[Start DATA TO USE]

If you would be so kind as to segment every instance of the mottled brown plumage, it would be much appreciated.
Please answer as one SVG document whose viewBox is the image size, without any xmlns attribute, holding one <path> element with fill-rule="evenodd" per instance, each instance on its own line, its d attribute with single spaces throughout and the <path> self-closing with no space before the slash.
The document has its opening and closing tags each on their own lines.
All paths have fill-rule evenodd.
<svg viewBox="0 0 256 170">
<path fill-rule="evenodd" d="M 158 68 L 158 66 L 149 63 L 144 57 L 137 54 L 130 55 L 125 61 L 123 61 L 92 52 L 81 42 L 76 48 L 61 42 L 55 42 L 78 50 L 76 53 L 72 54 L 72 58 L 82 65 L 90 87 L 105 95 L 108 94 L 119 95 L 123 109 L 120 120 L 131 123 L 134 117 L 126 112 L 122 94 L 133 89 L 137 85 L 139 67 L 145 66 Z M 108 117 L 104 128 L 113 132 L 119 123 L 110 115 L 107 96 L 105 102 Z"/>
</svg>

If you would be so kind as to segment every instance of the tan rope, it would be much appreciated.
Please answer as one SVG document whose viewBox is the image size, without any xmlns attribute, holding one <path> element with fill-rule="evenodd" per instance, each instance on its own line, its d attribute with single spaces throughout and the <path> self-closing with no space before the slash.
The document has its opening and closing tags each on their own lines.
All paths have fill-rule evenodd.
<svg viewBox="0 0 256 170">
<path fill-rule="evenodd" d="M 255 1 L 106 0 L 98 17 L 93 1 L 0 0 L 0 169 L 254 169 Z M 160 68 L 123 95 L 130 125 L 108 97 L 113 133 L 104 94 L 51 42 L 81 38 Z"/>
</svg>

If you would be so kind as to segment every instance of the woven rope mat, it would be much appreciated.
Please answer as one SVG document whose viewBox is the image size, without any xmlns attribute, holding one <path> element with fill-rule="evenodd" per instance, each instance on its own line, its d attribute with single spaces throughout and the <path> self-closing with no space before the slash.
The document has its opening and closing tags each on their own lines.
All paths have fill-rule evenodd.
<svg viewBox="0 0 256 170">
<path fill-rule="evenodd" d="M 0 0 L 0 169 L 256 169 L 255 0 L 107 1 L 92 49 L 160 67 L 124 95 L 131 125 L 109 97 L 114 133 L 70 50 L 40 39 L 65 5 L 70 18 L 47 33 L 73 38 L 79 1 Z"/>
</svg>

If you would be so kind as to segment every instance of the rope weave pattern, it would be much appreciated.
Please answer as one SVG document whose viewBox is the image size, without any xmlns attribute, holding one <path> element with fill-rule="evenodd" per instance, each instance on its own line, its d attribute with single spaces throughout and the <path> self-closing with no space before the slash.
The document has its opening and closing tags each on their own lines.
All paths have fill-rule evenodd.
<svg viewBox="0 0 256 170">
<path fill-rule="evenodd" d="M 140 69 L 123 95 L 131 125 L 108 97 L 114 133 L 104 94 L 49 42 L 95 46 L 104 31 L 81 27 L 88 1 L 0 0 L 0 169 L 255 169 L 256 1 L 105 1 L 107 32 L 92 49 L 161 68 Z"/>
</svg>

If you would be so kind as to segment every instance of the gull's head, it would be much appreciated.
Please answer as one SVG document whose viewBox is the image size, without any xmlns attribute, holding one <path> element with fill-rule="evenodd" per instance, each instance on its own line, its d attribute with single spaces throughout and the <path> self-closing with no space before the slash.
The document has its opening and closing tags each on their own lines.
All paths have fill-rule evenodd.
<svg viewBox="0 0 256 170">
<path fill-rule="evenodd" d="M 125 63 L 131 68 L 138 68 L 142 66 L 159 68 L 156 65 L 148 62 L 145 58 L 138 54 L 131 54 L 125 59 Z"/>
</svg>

[End DATA TO USE]

GOAL:
Reproduce the entire listing above word for word, from its first line through its last.

OUTPUT OF THE TASK:
If you would be so kind as to segment every instance of the mottled brown plumage, it would be much appreciated.
Please answer as one SVG document whose viewBox is the image size, without any xmlns attribute, holding one <path> element with fill-rule="evenodd" per instance, each instance on its own line, its d attribute with single spaces throughout and the <path> self-closing with no space before the slash.
The document has its opening and closing tags each on their own lines.
All paths have fill-rule evenodd.
<svg viewBox="0 0 256 170">
<path fill-rule="evenodd" d="M 158 68 L 158 66 L 149 63 L 144 57 L 137 54 L 130 55 L 125 61 L 123 61 L 92 52 L 81 42 L 76 48 L 61 42 L 55 42 L 78 50 L 76 53 L 72 54 L 72 58 L 82 65 L 90 87 L 105 95 L 108 94 L 119 95 L 123 109 L 120 120 L 131 123 L 134 117 L 126 112 L 122 94 L 133 89 L 137 85 L 139 67 L 145 66 Z M 108 117 L 104 128 L 113 132 L 119 123 L 110 115 L 107 96 L 105 102 Z"/>
</svg>

If you would be so kind as to segment every instance of the tan rope, it would be much appreciated.
Please answer as one SVG document whose viewBox is the image size, without any xmlns attribute, holding one <path> element with fill-rule="evenodd" per instance, each instance on its own line, its d attribute with single spaces throughout and the <path> self-closing with no space before the slash.
The document has its opening and closing tags each on their own lines.
All paths have fill-rule evenodd.
<svg viewBox="0 0 256 170">
<path fill-rule="evenodd" d="M 255 1 L 106 0 L 98 17 L 93 1 L 0 0 L 0 169 L 254 169 Z M 160 68 L 123 95 L 130 125 L 108 97 L 113 133 L 104 94 L 51 42 L 81 38 Z"/>
</svg>

If you would be so kind as to segment every instance of the woven rope mat, it would be much appreciated.
Please answer as one SVG document whose viewBox is the image size, without any xmlns attribute, holding one <path> element with fill-rule="evenodd" per instance, each instance on its own line, its d attribute with single spaces throughout and the <path> self-closing with no space before the slash.
The document has its opening and closing tags each on their own lines.
All paths have fill-rule evenodd.
<svg viewBox="0 0 256 170">
<path fill-rule="evenodd" d="M 0 0 L 0 169 L 256 169 L 255 0 L 107 1 L 92 49 L 160 67 L 124 95 L 131 125 L 109 97 L 114 133 L 70 50 L 40 39 L 65 5 L 70 18 L 47 33 L 73 38 L 79 1 Z"/>
</svg>

If you would be so kind as to segment every instance of the rope weave pattern, it would be much appreciated.
Please answer as one SVG document whose viewBox is the image size, without any xmlns attribute, holding one <path> element with fill-rule="evenodd" per instance, each instance on its own line, its d attribute with single spaces throughout and the <path> self-closing with no space before the slash.
The document has its opening and closing tags each on their own lines.
All paths have fill-rule evenodd.
<svg viewBox="0 0 256 170">
<path fill-rule="evenodd" d="M 140 69 L 123 95 L 131 125 L 108 97 L 114 133 L 104 94 L 49 42 L 95 46 L 104 31 L 81 27 L 88 1 L 0 0 L 0 169 L 255 169 L 256 1 L 105 1 L 107 32 L 92 49 L 161 68 Z"/>
</svg>

If you would be so kind as to segment every instance of the gull's head, it would be much appreciated.
Please answer as one SVG document whose viewBox is the image size, without any xmlns attribute, holding one <path> element with fill-rule="evenodd" per instance, each instance on its own line, its d attribute with single spaces throughout and the <path> self-closing with no space before the slash.
The document has its opening and closing tags each on their own lines.
All paths have fill-rule evenodd.
<svg viewBox="0 0 256 170">
<path fill-rule="evenodd" d="M 125 63 L 131 68 L 138 68 L 142 66 L 159 68 L 156 65 L 148 62 L 145 58 L 138 54 L 131 54 L 125 59 Z"/>
</svg>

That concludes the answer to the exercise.